Object pointing dataset rows
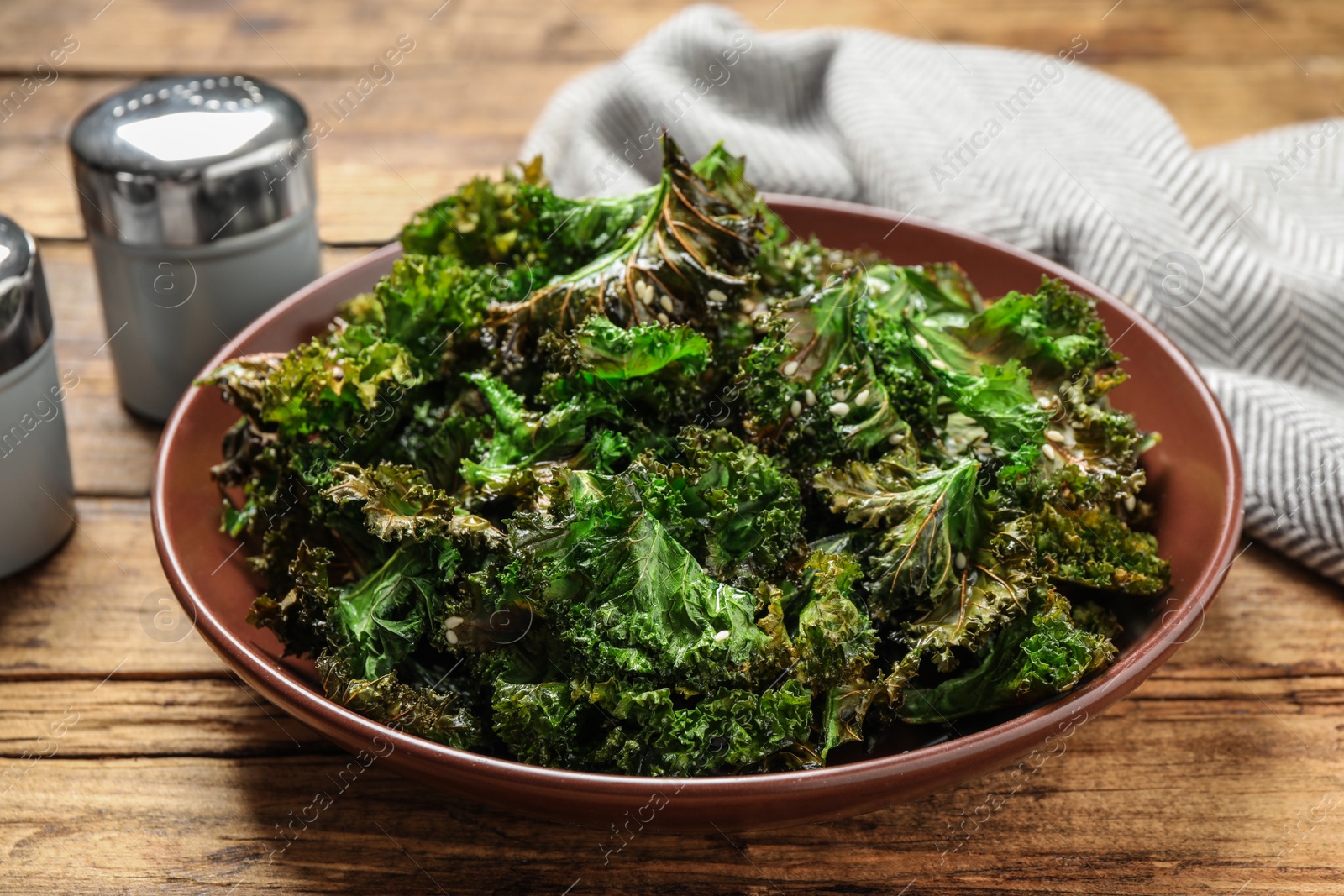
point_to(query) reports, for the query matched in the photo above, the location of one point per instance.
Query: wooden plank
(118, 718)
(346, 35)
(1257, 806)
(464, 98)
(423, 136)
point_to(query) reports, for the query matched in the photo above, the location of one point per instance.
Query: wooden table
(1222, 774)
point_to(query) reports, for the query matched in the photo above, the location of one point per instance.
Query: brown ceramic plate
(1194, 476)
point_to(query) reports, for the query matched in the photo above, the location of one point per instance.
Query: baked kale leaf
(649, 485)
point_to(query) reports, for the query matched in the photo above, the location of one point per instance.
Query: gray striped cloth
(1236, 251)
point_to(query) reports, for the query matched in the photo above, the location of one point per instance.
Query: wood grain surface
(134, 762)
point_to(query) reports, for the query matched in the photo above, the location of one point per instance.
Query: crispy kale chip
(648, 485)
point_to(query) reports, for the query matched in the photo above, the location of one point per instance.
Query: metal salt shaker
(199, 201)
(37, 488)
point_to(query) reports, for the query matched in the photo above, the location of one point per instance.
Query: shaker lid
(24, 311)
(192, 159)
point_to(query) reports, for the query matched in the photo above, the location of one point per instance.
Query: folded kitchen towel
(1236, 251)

- **TASK STATEMENT**:
Could you update the data above by replacing "instance" with "object" everywhere, leaving everything else unchanged and leaving out the pictures?

- **FINISHED ANSWER**:
point_to(query) reports, for the query matched in the photo above, the location of one point per object.
Query: wooden plank
(118, 718)
(346, 35)
(1257, 806)
(464, 98)
(423, 136)
point_to(query) reports, for the query matched in the photo above, the location of one point per object.
Query: wooden table
(1222, 774)
point_to(query) reports, for the query matched in the photo above, the location of one point per object.
Query: brown ceramic plate
(1194, 476)
point_to(query) reports, for the query matched in the photo above, the location of one point per object.
Query: baked kale leaf
(649, 485)
point_to(query) reports, for the query matched in the photo above, the location of one point per object.
Query: gray striped cloth
(1236, 251)
point_to(query) reports, for the query matched in the photo above, the location of one point per object.
Query: wood grain surface
(134, 762)
point_to(query) reports, for the query matched in the photo above, the location of one point per object.
Query: crispy kale chip
(648, 485)
point_to(query) reports, for the query matched in the photo above, the location of one point per object.
Query: metal salt shaker
(199, 201)
(37, 488)
point_to(query) reports, for the query matched in the photo above, the location of one point per object.
Query: shaker lid
(24, 311)
(192, 159)
point_to(query) reports, for the query matched in the photo above, the location of one point per object.
Query: folded kitchen towel
(1236, 251)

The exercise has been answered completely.